(Document)
--------

Thomas Hugues : On a bien compris, Hervé Morin. Mais je reprends la question de Bernard Thomasson : est-ce qu'il y a des projets qui vont s'interrompre ?
Hervé Morin : Non, parce que, par ailleurs, nous avons obtenu, pour l'équipement des forces armées, le respect à peu près total de la loi de programmation militaire, c'est-à-dire un effort de seize milliards d'euros sur l'équipement de nos forces armées.
Thomas Hugues : Il y a un livre blanc qui est prévu dans quelques semaines. Ça veut dire que la grande réforme, elle est pour après ? Qu'est-ce que vous... ? Vous parliez de priorité dans...
Hervé Morin : Il y a la revue générale des politiques publiques pour faire en sorte qu'on ait un meilleur fonctionnement du système. Il y a, par ailleurs, la revue générale des programmes, c'est-à-dire qu'on prend chaque programme d'armement et on dit, sur chaque programme : "Qu'est-ce qu'on a dépensé ? Qu'est-ce qui nous reste à dépenser ? Est-ce que la cible, c'est-à-dire le nombre d'équipements dont on compte se doter, est-ce que cette cible est la bonne ? Est-ce que... ? Est-ce qu'on ne pourrait pas mutualiser entre la marine et l'armée de l'air tel ou tel équipement ?" Bref, on est en train de faire un énorme travail pour notamment faire en sorte qu'on puisse financer les années suivantes. Parce qu'on a une vraie difficulté, il ne faut pas se cacher, c'est qu'à l'heure actuelle, on consacre seize milliards d'euros à l'équipement des forces armées mais que, compte tenu de toutes les commandes qui ont été effectuées les dernières années, on serait obligé d'aligner entre vingt et un et vingt-deux milliards à partir de 2010. Et bien entendu, on voit mal, compte tenu de la situation des finances publiques du pays, qu'on puisse consacrer six milliards d'euros de plus à l'équipement.
Bernard Thomasson : Est-ce que ça veut dire que le deuxième porte-avion... ?

--------

(Travail demandé)
1 > Répondez aux questions suivantes d'après l'entretien ci-dessus.
(a) Selon Hervé Morin, à combien s'élève l'effort obtenu pour l'équipement des forces armées ?
(b) Qu'est-il prévu dans quelques semaines, d'après Thomas Hugues ?
(c) Quelle somme, selon Hervé Morin, faudrait-il aligner à partir de 2010 ?
2 > Reproduisez à l'identique le passage de l'entretien qui commence par « Thomas Hugues : Il » et se termine par « de priorité dans... ».

--------

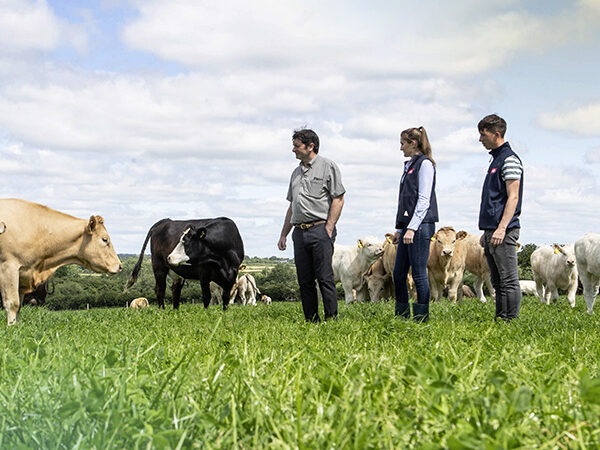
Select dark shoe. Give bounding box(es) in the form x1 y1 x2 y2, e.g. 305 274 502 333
394 302 410 319
413 303 429 322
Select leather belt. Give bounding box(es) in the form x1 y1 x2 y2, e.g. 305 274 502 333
294 220 327 230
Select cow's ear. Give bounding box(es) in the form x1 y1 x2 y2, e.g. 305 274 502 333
85 216 98 234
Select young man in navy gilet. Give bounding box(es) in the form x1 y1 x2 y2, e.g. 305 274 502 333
478 114 523 320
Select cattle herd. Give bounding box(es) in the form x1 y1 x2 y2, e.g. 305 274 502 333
0 199 600 325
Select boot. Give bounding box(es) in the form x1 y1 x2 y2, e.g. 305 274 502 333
395 302 410 319
413 303 429 322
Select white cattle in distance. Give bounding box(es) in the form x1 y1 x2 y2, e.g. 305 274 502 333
230 273 260 306
427 227 467 303
332 236 383 304
575 233 600 314
464 234 495 303
530 244 577 307
519 280 537 295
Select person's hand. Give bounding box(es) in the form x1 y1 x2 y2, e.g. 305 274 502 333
490 228 506 247
277 236 287 251
325 222 335 239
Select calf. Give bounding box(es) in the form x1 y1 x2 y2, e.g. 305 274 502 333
530 244 577 307
575 233 600 314
427 227 467 303
332 236 383 304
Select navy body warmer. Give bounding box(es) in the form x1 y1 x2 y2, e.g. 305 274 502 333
479 142 523 230
396 154 439 230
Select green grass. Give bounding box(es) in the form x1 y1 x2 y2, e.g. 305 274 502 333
0 297 600 449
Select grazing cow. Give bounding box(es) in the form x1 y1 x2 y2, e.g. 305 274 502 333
519 280 537 295
530 244 577 307
129 297 150 309
575 233 600 314
464 234 495 303
0 199 121 325
332 236 383 304
125 217 244 310
427 227 467 303
365 256 394 302
230 273 260 306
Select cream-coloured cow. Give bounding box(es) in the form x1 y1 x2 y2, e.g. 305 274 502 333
575 233 600 314
129 297 150 309
530 244 577 307
332 236 383 304
230 273 260 306
464 234 495 303
427 227 467 303
0 199 121 325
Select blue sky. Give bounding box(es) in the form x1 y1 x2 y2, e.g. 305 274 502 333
0 0 600 256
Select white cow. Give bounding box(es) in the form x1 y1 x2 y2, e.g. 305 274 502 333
531 244 577 307
575 233 600 314
332 236 383 304
519 280 537 295
230 273 260 306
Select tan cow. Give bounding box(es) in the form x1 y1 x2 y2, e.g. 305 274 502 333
427 227 467 303
129 297 150 309
0 199 121 325
464 234 495 303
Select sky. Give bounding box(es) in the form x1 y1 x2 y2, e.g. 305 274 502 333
0 0 600 257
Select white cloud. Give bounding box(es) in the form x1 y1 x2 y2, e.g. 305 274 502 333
538 101 600 136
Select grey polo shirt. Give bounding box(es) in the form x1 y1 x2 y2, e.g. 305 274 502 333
287 155 346 225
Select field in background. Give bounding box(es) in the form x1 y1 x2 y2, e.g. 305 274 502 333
0 297 600 449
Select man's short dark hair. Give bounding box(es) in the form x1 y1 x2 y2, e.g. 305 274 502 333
477 114 506 138
292 128 319 153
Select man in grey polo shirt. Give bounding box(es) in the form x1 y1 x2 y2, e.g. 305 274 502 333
277 130 346 322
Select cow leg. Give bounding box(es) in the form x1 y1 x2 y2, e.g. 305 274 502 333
579 271 600 314
473 277 487 303
154 272 167 309
0 267 23 326
171 278 184 309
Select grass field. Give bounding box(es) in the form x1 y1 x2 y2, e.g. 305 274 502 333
0 297 600 449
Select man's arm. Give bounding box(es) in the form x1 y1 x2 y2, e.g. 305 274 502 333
277 203 292 251
325 194 344 237
491 180 521 247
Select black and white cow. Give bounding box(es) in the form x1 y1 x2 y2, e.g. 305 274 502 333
125 217 244 309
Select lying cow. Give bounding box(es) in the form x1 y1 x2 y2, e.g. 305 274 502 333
129 297 150 309
332 236 383 304
575 233 600 314
427 227 467 303
464 234 495 303
519 280 537 295
230 273 260 306
0 199 121 325
530 244 577 307
125 217 244 310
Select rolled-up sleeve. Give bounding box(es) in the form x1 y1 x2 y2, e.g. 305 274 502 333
406 159 435 231
326 161 346 198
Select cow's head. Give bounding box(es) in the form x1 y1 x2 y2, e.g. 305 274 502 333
167 225 206 266
79 216 122 274
356 236 383 267
553 244 576 267
431 227 468 259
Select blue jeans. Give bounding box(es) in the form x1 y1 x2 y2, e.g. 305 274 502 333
394 222 435 309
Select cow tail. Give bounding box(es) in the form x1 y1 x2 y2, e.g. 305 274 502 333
123 220 162 292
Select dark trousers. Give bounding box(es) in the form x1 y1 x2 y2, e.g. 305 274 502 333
483 228 521 319
394 223 435 314
292 224 337 322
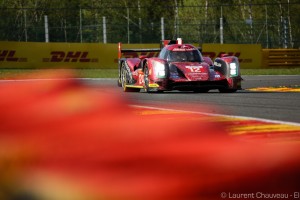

--------

(Corrigé par consigne)
1 >
(a) Seize milliards d'euros.
(b) Un livre blanc.
(c) Entre vingt et un et vingt-deux milliards.

2 >
Thomas Hugues : Il y a un livre blanc qui est prévu dans quelques semaines. Ça veut dire que la grande réforme, elle est pour après ? Qu'est-ce que vous... ? Vous parliez de priorité dans...